--- Begin ---
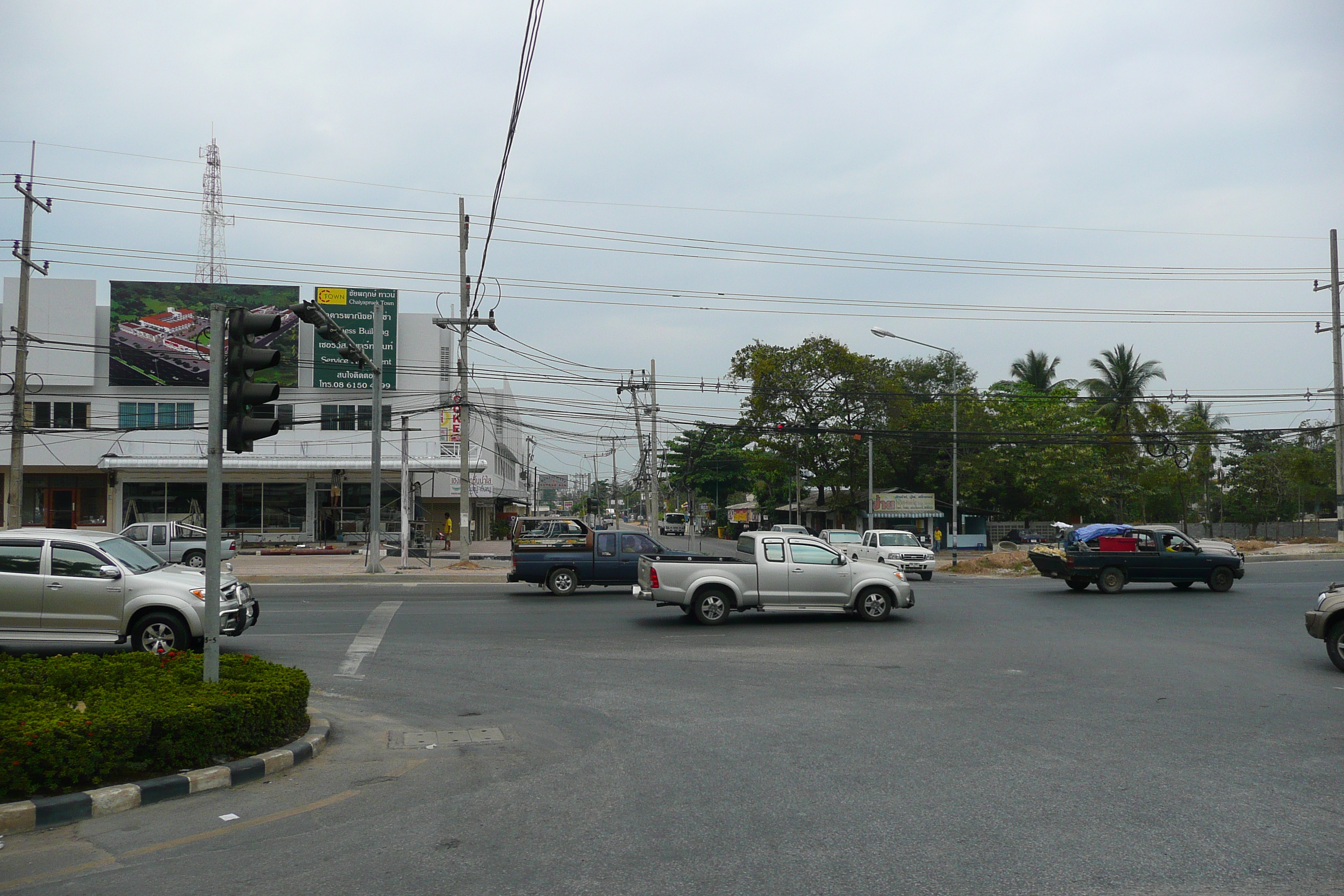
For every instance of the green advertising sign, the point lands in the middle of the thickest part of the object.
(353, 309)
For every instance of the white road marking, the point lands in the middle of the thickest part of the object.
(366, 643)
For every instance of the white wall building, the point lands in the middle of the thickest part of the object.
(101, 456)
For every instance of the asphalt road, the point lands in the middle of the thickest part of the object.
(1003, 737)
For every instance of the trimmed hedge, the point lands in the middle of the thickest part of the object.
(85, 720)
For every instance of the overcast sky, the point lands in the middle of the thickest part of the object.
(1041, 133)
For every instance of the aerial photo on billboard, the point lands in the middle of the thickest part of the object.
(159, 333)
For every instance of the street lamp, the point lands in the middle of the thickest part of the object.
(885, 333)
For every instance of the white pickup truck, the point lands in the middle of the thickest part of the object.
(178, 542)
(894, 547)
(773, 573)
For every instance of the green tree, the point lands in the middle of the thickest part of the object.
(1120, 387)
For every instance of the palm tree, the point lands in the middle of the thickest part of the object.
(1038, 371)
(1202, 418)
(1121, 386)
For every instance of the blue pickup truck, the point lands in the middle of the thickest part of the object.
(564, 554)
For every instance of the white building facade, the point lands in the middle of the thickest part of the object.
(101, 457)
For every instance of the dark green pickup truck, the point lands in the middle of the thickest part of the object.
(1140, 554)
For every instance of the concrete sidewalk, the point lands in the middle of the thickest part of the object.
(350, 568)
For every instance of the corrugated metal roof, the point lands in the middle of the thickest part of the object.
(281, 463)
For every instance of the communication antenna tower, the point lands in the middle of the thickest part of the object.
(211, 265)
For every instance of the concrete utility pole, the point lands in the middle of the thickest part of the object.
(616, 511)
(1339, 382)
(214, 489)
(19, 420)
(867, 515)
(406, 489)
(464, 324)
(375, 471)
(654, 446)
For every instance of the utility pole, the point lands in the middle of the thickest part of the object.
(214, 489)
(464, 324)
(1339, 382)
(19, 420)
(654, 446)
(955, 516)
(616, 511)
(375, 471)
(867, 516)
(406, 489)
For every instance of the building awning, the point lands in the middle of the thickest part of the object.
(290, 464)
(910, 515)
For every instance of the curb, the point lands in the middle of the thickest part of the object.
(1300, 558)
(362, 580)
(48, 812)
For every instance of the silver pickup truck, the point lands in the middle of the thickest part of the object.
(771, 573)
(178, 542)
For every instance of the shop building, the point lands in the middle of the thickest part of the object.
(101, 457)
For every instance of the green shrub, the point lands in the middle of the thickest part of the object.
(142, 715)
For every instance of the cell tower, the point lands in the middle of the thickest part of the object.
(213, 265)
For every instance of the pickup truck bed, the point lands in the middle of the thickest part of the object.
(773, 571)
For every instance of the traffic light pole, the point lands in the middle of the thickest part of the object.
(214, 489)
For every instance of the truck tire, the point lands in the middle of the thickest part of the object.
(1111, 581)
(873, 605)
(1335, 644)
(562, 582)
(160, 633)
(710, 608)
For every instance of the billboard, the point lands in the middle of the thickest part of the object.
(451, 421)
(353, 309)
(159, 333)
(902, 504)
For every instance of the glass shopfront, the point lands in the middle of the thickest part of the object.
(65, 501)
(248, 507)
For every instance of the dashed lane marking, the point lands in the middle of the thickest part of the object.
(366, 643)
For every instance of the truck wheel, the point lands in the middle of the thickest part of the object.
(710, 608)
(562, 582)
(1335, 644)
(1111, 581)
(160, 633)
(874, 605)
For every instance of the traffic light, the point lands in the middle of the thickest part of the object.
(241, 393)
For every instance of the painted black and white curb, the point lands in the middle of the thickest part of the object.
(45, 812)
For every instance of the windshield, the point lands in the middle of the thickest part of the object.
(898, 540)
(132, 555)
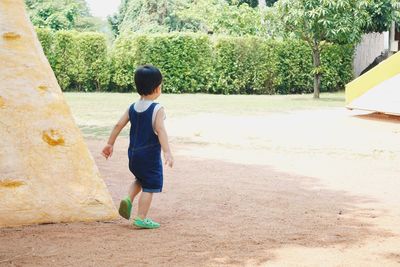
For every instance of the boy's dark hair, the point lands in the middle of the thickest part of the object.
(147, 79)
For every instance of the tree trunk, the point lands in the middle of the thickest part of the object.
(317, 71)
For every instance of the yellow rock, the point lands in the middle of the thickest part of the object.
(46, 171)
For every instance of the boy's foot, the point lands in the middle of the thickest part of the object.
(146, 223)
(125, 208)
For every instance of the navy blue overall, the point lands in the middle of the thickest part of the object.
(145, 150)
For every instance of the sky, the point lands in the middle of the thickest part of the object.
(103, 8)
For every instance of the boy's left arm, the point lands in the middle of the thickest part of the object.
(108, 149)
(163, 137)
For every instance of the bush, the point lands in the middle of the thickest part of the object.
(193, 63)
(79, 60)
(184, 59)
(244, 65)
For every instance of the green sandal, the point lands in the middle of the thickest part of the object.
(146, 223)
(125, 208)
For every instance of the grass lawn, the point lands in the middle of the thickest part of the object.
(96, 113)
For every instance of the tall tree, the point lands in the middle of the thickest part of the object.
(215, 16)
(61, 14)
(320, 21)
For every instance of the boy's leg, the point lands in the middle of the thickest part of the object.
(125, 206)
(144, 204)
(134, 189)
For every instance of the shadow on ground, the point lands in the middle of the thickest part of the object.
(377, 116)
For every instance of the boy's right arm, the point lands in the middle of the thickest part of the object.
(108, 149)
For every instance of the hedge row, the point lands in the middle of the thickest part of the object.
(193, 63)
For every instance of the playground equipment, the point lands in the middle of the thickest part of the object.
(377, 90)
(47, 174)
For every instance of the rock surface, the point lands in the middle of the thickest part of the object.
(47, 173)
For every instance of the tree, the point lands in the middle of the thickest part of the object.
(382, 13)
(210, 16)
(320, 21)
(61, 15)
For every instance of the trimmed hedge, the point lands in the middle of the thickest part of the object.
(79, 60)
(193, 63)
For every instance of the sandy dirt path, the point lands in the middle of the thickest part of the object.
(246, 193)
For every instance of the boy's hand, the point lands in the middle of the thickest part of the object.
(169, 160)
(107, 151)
--- End ---
--- Begin ---
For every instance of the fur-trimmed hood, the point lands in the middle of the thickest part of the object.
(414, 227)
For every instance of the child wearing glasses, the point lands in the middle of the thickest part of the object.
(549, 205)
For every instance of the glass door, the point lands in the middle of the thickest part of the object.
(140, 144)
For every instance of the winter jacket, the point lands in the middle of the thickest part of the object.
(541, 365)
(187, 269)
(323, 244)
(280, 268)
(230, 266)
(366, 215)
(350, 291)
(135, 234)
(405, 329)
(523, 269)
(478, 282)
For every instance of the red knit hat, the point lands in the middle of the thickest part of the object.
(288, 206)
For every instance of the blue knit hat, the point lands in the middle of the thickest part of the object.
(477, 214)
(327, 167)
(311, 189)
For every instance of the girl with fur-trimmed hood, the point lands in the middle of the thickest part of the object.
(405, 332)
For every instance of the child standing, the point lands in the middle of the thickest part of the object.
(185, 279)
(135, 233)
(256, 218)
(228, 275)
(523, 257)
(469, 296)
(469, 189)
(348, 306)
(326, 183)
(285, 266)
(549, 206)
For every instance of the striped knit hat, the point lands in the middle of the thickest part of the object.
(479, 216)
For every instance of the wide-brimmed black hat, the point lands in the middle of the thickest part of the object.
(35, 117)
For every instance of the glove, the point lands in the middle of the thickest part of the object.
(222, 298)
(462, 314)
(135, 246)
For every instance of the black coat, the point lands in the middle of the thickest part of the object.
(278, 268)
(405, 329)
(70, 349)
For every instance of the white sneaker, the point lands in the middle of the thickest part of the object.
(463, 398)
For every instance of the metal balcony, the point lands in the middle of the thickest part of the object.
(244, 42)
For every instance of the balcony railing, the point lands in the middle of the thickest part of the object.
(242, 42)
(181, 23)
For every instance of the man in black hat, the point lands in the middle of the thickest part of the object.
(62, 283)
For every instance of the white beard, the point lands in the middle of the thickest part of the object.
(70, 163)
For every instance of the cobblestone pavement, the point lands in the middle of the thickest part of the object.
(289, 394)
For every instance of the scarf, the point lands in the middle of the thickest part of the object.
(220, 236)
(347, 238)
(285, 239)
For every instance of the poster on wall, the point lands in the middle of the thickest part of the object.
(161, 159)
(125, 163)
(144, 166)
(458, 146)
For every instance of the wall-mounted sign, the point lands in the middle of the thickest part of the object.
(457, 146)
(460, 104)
--- End ---
--- Begin ---
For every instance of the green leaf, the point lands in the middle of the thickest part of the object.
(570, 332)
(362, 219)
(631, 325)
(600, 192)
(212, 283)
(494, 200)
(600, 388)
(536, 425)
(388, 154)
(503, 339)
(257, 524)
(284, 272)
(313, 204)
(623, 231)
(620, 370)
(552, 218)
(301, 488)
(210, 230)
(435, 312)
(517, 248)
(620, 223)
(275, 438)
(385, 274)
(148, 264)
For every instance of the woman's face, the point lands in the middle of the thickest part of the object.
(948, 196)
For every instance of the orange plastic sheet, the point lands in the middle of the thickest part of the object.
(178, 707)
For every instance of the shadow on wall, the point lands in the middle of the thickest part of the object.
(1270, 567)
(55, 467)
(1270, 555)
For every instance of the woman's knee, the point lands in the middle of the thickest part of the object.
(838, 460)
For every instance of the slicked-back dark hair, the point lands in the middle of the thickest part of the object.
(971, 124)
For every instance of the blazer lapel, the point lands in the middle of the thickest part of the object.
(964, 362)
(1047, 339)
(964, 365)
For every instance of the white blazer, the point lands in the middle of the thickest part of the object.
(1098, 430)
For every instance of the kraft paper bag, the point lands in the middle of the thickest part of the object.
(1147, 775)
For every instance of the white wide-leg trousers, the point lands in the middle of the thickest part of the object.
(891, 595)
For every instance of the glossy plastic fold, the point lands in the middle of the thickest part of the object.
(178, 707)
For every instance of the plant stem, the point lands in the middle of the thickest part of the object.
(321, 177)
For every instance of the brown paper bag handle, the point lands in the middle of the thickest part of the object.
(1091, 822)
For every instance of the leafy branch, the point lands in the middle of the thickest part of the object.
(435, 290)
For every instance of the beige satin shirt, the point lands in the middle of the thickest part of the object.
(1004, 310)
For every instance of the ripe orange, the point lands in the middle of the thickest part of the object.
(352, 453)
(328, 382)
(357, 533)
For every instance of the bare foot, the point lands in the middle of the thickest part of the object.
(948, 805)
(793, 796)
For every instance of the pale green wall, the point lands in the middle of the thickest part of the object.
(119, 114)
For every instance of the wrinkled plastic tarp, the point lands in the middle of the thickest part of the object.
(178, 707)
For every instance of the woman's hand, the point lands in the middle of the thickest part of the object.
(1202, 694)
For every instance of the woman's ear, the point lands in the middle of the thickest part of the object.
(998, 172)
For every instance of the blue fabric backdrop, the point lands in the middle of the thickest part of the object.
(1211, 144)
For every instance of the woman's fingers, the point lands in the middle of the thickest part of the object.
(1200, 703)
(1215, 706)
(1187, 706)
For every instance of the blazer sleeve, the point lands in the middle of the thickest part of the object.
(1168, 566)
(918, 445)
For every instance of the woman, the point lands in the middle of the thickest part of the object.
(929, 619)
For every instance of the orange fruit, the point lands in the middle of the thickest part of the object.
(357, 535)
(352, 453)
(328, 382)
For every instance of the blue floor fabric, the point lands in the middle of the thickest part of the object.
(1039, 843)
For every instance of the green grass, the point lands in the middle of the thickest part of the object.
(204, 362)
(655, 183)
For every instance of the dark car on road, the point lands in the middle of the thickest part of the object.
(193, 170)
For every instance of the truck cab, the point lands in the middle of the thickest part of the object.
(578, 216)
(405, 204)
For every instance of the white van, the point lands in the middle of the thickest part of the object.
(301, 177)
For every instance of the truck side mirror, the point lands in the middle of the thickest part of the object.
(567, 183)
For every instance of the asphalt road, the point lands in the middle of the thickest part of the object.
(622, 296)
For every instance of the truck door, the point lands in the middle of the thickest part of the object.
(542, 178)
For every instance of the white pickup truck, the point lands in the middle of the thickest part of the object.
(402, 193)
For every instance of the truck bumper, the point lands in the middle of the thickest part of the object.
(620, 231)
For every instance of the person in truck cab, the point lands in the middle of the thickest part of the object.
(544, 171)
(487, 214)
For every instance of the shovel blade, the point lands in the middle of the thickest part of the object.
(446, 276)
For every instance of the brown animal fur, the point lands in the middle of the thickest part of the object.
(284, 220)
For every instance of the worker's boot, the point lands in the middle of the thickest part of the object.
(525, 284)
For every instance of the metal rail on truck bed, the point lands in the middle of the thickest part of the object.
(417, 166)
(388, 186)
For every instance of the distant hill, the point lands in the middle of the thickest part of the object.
--- End ---
**Your goal:** Scale the data starting at the line that contains "For every instance of the green advertising" and ending at the line that contains "(1003, 737)". Write out each of those lines again, requests included, with every point coordinate multiplied by 0.3 and rounded to a whole number, halves rounded up.

**Task response:**
For every instance of the green advertising sign, the point lands in the middle of the thickest part of the object.
(106, 93)
For every instance of the white road marking, the point lands in the middle of the thickest part of the object.
(110, 193)
For every instance of the white wall building, the point lands in the middle of the thickest part of the object.
(30, 137)
For every instance of the asphalt road, the point lands in the middle of the thickest part of the object.
(301, 221)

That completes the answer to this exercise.